* Arbeitsaufträge
- A) Schreiben Sie aus dem Text über Schwester Maria in Tunesien den Abschnitt ab, der mit den Worten „Von Horizonte Aargau“ beginnt und mit „gefunden werden wird.“ endet.
- B) Wie viele katholische Einrichtungen gibt es laut dem Text über Schwester Maria in Tunesien im Land?

14.10.2013

Arbeit für ein friedliches Miteinander

Von Horizonte Aargau

In Tunesien begann 2011 der arabischen Frühling, mit Zine el-Abidine Ben Ali musste sich der erste Potentat verabschieden. Es folgten wirtschaftliche Schwierigkeiten, religiöse Spannungen und Gewalt. Die aus Schaffhausen stämmige Salesianerschwester Maria Rohrer kam kurz vor dem Umsturz ins Bistum Tunis und teilt mit der Bevölkerung die Gewissheit, dass da etwas in die falsche Richtung lief. Aber auch die Hoffnung, dass ein Weg gefunden werden wird.

Schwester Maria mag die Tunesier. Kurz vor der Jasminrevolution kam sie mit zwei weiteren Salesianerinnen in die Hauptstadt Tunis. Eine zweite Gemeinschaft desselben Ordens betreibt seit vielen Jahren eine Privatschule in einer anderen Stadt – eine von neun katholischen Einrichtungen im Land. «Das ist eine grosse Ausnahme in diesen Ländern. Bischöfe aus den Nachbarstaaten staunen immer wieder, was bei uns möglich ist», meint Schwester Maria stolz. «Aber natürlich arbeiten wir diskret.»

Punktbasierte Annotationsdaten

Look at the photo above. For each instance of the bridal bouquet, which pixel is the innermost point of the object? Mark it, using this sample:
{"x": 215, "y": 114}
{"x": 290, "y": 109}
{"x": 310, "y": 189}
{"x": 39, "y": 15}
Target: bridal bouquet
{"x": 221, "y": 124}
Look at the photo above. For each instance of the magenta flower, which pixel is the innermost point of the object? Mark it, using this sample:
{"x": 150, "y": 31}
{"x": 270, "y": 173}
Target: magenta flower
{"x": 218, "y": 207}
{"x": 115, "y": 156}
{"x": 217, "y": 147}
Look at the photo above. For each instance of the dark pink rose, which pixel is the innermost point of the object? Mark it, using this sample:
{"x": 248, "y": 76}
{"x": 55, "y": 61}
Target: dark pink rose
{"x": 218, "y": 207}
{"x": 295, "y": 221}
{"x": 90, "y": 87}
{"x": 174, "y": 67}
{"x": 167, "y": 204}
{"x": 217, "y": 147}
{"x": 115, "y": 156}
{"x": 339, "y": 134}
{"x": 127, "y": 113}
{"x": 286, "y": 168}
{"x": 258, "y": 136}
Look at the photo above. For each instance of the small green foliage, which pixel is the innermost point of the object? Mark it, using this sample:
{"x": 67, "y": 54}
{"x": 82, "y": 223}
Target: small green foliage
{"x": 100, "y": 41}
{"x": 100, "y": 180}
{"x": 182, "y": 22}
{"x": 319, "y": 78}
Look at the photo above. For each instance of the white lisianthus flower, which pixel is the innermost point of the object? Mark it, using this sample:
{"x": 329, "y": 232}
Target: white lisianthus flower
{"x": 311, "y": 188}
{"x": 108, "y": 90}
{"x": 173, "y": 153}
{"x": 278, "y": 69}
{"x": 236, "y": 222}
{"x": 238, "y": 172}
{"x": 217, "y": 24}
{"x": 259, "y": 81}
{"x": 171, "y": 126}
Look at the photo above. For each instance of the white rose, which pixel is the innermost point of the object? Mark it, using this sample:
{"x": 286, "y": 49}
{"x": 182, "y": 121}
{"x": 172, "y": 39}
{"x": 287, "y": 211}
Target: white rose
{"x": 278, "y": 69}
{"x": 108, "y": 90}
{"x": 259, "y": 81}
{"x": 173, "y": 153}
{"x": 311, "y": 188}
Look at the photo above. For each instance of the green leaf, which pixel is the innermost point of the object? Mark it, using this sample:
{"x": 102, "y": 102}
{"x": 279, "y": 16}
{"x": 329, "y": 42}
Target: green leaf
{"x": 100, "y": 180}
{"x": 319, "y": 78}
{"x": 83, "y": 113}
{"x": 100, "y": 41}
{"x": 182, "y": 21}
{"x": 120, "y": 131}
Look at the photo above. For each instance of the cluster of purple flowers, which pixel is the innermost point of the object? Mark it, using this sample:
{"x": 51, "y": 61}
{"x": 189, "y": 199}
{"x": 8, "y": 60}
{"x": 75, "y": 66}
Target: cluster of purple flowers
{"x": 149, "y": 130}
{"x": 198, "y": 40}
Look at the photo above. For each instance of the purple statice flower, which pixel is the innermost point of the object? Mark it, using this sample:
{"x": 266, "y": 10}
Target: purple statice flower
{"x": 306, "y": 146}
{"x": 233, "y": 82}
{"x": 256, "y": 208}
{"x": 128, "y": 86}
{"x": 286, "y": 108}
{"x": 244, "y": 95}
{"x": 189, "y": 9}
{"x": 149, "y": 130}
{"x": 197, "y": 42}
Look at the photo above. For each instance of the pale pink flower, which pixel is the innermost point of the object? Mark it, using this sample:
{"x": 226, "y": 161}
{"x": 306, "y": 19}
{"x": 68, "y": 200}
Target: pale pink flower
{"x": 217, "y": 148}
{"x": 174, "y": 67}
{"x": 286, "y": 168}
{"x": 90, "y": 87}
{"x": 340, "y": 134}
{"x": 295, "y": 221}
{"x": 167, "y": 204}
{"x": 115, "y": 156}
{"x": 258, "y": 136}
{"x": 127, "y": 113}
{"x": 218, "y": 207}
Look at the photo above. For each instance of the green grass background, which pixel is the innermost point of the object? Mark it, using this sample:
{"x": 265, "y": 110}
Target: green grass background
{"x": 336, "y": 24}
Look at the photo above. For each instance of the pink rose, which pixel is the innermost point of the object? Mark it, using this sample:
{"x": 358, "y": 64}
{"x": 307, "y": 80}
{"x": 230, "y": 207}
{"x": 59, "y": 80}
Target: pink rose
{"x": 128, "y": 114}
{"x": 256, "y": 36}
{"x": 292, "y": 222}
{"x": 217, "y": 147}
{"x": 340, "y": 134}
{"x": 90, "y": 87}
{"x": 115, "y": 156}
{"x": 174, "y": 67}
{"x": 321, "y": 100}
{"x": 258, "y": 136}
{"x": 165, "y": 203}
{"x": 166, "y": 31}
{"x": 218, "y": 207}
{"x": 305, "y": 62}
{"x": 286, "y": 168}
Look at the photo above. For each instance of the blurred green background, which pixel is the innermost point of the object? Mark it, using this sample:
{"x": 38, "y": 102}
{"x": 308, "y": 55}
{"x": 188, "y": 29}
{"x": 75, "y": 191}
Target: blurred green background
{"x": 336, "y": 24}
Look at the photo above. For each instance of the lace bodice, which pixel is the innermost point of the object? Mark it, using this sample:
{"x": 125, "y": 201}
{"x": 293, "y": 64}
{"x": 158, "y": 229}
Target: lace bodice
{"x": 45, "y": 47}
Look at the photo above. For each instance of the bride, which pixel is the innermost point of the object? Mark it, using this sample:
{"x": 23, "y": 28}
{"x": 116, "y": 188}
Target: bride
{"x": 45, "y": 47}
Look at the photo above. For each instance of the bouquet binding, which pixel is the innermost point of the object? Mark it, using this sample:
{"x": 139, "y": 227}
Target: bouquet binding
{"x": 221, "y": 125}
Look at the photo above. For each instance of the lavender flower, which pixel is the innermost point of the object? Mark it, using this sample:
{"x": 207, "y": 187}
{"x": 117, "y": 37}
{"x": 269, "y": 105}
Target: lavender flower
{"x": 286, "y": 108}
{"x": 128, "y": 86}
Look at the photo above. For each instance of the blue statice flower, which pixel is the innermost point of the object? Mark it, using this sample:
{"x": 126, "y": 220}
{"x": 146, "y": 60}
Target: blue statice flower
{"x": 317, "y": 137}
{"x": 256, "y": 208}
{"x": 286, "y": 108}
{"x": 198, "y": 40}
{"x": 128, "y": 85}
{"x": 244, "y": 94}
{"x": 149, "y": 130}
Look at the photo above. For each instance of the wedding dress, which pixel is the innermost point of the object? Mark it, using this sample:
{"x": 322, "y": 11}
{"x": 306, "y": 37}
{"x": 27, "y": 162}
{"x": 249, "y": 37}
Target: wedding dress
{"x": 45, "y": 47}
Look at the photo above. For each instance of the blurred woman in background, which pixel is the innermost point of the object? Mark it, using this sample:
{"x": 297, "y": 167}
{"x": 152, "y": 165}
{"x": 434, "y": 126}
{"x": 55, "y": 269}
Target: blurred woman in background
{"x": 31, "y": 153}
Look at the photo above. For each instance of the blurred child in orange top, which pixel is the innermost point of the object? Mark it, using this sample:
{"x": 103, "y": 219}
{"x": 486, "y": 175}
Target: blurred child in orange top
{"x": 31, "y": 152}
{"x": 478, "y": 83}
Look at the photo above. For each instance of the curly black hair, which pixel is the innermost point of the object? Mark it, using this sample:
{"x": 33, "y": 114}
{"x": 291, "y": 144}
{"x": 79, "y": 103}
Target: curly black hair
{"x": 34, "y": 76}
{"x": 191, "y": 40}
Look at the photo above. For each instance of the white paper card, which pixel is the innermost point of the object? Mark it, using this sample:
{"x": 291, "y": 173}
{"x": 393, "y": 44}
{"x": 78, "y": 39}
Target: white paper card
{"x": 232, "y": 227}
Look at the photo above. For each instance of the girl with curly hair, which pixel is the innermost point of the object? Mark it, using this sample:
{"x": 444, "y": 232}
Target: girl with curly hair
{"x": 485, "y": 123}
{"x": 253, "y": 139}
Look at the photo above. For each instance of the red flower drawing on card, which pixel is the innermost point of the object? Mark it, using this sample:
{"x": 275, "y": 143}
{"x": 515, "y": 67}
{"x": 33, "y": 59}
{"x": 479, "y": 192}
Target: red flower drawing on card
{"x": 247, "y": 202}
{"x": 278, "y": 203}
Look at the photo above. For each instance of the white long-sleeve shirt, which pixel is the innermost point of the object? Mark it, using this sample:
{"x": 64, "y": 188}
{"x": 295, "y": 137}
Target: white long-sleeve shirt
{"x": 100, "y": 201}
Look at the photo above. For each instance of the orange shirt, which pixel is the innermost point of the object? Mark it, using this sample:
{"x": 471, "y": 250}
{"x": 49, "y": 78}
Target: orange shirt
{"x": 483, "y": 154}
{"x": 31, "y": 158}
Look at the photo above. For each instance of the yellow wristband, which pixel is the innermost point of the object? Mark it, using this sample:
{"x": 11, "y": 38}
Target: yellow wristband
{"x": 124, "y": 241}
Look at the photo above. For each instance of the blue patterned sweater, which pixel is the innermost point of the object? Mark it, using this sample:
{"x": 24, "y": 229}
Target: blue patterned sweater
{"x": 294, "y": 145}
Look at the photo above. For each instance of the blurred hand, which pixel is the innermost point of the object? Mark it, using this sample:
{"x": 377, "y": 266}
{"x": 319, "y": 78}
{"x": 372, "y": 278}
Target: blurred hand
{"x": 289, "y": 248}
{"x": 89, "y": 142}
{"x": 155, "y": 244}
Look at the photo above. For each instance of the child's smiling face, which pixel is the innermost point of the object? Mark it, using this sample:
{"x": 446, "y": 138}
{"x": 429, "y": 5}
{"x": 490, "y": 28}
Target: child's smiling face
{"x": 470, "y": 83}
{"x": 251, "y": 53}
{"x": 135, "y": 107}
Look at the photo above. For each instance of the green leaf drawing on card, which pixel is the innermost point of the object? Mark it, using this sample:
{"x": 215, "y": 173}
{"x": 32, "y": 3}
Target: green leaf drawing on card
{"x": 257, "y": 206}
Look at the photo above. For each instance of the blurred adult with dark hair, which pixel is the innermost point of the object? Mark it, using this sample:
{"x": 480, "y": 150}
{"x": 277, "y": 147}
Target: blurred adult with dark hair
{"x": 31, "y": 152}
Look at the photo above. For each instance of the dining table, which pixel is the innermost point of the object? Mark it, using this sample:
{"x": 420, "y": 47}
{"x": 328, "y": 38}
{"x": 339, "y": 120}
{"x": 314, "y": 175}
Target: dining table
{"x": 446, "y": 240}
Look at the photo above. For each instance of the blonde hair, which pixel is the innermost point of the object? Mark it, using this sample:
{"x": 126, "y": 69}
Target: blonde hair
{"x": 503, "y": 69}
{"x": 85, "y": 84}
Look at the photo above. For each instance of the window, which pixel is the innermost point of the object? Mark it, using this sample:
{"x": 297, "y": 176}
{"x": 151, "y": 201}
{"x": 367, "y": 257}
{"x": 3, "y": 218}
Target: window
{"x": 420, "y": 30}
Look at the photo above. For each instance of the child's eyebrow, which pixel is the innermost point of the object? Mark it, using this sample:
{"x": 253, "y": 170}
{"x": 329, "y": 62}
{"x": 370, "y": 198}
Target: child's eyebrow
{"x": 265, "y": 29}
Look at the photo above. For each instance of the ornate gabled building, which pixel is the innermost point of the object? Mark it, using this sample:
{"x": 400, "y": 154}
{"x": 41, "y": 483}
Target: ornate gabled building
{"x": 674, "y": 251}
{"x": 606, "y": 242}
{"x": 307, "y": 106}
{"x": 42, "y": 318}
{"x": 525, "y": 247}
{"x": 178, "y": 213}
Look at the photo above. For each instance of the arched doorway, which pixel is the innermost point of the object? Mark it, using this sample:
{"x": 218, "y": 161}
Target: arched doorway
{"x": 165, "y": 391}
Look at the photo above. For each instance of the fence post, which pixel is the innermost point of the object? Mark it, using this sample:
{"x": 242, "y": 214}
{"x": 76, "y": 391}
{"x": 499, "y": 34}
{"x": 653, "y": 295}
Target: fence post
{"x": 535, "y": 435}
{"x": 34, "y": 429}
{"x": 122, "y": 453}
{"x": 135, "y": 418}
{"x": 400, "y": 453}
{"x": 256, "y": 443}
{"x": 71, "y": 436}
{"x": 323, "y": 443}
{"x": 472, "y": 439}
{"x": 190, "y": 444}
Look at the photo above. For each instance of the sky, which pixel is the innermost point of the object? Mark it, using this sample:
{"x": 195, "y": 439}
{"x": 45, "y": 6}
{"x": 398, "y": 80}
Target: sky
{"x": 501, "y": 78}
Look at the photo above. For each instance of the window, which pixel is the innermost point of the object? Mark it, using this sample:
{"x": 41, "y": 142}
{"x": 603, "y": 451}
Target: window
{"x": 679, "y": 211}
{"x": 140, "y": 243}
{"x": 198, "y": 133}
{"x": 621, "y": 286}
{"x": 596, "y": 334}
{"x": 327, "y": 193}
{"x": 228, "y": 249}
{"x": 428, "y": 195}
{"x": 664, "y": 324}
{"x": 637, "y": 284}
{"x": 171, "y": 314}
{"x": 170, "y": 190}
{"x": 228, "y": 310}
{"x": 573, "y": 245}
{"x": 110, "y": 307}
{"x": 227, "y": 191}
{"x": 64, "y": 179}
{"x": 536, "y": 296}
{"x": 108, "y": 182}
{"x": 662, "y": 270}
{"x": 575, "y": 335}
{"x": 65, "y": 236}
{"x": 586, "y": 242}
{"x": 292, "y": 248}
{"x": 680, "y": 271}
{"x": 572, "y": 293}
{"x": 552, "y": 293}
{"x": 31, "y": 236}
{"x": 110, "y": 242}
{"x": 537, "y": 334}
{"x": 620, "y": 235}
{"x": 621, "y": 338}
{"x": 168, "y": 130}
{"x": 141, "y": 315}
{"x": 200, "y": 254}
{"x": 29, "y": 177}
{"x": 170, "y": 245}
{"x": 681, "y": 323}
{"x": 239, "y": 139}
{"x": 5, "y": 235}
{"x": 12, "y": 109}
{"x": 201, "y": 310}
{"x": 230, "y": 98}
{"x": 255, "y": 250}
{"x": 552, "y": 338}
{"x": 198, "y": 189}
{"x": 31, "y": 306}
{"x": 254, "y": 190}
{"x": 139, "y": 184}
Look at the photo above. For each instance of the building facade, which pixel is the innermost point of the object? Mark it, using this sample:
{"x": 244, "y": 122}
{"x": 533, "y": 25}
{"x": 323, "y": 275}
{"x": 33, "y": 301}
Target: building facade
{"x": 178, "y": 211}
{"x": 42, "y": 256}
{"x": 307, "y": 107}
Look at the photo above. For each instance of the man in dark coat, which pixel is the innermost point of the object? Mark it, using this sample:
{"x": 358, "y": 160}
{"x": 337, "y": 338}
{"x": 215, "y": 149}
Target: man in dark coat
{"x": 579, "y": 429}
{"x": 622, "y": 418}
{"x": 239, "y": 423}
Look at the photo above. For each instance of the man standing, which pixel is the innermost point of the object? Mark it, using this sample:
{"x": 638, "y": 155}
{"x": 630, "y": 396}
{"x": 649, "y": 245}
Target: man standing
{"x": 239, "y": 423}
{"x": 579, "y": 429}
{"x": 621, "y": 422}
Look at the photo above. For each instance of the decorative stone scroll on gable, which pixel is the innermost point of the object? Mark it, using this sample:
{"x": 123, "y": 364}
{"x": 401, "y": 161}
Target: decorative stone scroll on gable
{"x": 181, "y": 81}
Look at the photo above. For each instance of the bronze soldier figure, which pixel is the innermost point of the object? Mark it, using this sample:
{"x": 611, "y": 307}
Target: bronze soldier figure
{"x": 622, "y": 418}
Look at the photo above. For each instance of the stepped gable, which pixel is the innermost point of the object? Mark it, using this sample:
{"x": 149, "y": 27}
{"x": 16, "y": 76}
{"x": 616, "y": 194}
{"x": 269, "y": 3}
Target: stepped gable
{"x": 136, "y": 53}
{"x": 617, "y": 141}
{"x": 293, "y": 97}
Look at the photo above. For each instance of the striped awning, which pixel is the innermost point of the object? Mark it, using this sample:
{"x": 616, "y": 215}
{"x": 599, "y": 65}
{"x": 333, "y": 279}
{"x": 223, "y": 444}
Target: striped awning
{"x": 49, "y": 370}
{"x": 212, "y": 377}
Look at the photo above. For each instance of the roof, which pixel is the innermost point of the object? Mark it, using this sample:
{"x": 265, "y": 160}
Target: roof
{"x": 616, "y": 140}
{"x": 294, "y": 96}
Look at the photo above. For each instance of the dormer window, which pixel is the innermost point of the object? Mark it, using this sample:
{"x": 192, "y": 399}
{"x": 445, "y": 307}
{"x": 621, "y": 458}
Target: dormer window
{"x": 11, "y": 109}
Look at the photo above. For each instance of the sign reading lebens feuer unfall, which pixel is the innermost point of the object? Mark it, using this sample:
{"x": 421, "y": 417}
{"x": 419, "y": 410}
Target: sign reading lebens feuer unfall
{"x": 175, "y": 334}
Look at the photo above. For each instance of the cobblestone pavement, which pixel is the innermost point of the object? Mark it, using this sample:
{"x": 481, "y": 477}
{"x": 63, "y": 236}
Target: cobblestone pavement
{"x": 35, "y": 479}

* Lösungen
- A)
Von Horizonte Aargau

In Tunesien begann 2011 der arabischen Frühling, mit Zine el-Abidine Ben Ali musste sich der erste Potentat verabschieden. Es folgten wirtschaftliche Schwierigkeiten, religiöse Spannungen und Gewalt. Die aus Schaffhausen stämmige Salesianerschwester Maria Rohrer kam kurz vor dem Umsturz ins Bistum Tunis und teilt mit der Bevölkerung die Gewissheit, dass da etwas in die falsche Richtung lief. Aber auch die Hoffnung, dass ein Weg gefunden werden wird.

- B) Im Land gibt es neun katholische Einrichtungen.